═════ RECORDS FOR THIS TASK
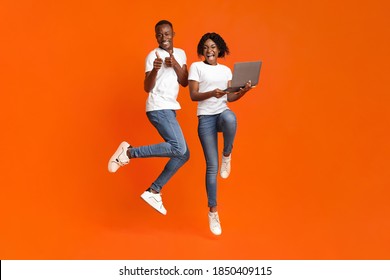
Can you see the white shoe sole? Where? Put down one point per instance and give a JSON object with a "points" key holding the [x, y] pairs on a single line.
{"points": [[152, 201]]}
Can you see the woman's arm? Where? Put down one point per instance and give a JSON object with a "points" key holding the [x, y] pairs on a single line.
{"points": [[234, 96]]}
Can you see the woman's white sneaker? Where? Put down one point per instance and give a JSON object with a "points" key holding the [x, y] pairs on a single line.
{"points": [[225, 166], [119, 158], [154, 200], [215, 225]]}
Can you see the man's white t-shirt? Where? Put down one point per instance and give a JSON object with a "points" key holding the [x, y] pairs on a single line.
{"points": [[164, 93], [210, 77]]}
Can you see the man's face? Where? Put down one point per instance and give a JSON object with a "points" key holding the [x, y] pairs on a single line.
{"points": [[164, 36]]}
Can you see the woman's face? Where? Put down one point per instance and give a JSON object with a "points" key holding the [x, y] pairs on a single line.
{"points": [[210, 52]]}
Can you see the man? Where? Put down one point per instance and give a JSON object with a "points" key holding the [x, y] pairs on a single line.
{"points": [[165, 71]]}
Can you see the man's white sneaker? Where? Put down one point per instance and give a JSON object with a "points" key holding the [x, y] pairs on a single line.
{"points": [[225, 166], [154, 200], [119, 158], [215, 225]]}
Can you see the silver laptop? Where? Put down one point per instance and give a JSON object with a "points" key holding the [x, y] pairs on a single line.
{"points": [[244, 72]]}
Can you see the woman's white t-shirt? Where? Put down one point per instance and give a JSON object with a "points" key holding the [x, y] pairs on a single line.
{"points": [[165, 91], [210, 77]]}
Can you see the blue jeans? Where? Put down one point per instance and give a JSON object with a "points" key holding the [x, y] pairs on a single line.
{"points": [[208, 128], [174, 147]]}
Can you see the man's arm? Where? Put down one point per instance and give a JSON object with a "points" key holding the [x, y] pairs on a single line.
{"points": [[150, 77]]}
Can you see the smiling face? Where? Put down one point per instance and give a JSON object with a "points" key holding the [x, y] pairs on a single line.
{"points": [[210, 52], [164, 36]]}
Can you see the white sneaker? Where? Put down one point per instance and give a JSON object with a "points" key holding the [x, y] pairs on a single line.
{"points": [[154, 200], [215, 225], [225, 166], [119, 158]]}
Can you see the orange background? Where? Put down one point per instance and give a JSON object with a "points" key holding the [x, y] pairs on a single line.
{"points": [[310, 176]]}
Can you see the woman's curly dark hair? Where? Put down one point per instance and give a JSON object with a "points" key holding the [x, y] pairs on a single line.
{"points": [[218, 40]]}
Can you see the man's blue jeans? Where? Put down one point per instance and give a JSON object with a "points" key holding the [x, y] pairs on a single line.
{"points": [[208, 128], [174, 147]]}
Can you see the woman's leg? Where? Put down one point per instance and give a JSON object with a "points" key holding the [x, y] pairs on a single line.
{"points": [[208, 135]]}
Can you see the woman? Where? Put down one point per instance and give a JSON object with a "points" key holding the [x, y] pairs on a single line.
{"points": [[207, 81]]}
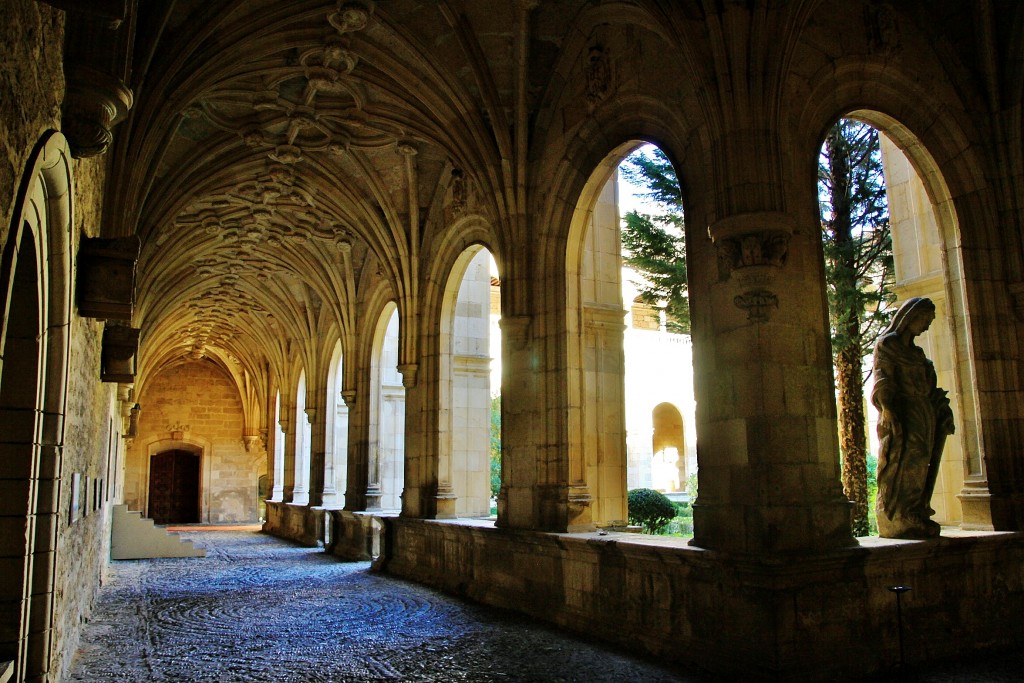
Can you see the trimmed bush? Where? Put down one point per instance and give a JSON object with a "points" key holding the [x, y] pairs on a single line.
══════════
## PROBLEM TO SOLVE
Update all the items above by replacing "Put down" with "Mark" wherever it occurs, keeping everything else the same. Leave the pictures out of your answer.

## RESULT OF THIS TASK
Can you see the white shoe sole? Where? Mark one point per instance and give a JSON object with a "points" key holding the [x, y] pairs on a single line.
{"points": [[152, 201]]}
Can you see the woman's arm? Where? Mark one point per instance and give a JSON object with a "points" key holding the [x, y] pairs on a single line.
{"points": [[234, 96]]}
Can you see the woman's white sneaker? Where? Mark one point per instance and give a JSON object with a "points" key holding the [x, y] pairs on a single line.
{"points": [[225, 166], [119, 158], [154, 200], [215, 225]]}
Can you see the man's white t-shirt? Where? Mark one point per instance and give a JSON object with a "points" key holding the [x, y] pairs on a single line.
{"points": [[164, 93], [210, 77]]}
Can you see the man's face? Where? Mark one point per instance and give a JSON object with a "points" key holding the [x, y] pairs on a single line.
{"points": [[164, 36]]}
Can you see the woman's face? Where? Mark one point per instance and give a JSON object with a "points" key holding the [x, y] pairs on a single line.
{"points": [[210, 52]]}
Can you see the man? Where? Mark one point per instance and give a JSON object with a "points" key holding the [x, y] pairs on a single line.
{"points": [[165, 71]]}
Can you see the man's white sneaker? Where? Mark one point per instance and give a JSON object with a "points" key holding the [x, y] pairs on a single line.
{"points": [[225, 166], [154, 200], [119, 158], [215, 225]]}
Can you see the silver laptop? Where? Mark one point per instance and give a JSON object with a "points" key holding the [x, y] pairs on a single line.
{"points": [[244, 72]]}
Can you see the woman's white t-shirt? Where? Mark one point per instance and give a JSON object with a "points" key holding the [x, y] pairs on a single line.
{"points": [[165, 91], [210, 77]]}
Can you see the blue jeans? Where? Mark one point per instance and give a JSON object with a "points" key holding the [x, y] pairs on a single line.
{"points": [[208, 128], [174, 147]]}
Can you see the man's arm? Where? Mark one point per instance and give a JSON object with a "points" key holding the [x, y] pairs on a single line.
{"points": [[150, 77]]}
Can you see the smiling face? Where? Mark one point per instance and give a JSON object with a "points" key holding the [x, y] pairs on a single line.
{"points": [[210, 52], [164, 36]]}
Can you see the white sneaker? Where? Mark one point per instance and give a JSON object with a "points" key holding the [x, y] pairs on a single line.
{"points": [[154, 200], [215, 225], [225, 166], [119, 158]]}
Can you see the orange background? Where? Mark one point per instance and give a JSON object with a "points" key holding the [x, y] pairs on a single line.
{"points": [[310, 176]]}
Can you see the woman's curly dark hair? Where? Mark one point per instance and give a JSON object with a "points" key holding the [x, y] pairs on a single line.
{"points": [[218, 40]]}
Can you see the man's blue jeans? Where? Mark one point per instance and give a JSON object with a "points" key holding the [x, y] pairs on a single line.
{"points": [[208, 128], [174, 147]]}
Can you see the woman's leg? Where? Mark one point per instance and give a JSON object with a "points" key holding the [x, y] pairs on a single line.
{"points": [[208, 135]]}
Can you see the woman? Where? Mark one point per instance and give a JSON object with a "points" key holding the [x, y] pairs on a single line.
{"points": [[207, 81]]}
Can you see the trimmed bush? Where? Mark one point per instance and give a JSON object with a "points" key holding the [x, y] pairs on a single line.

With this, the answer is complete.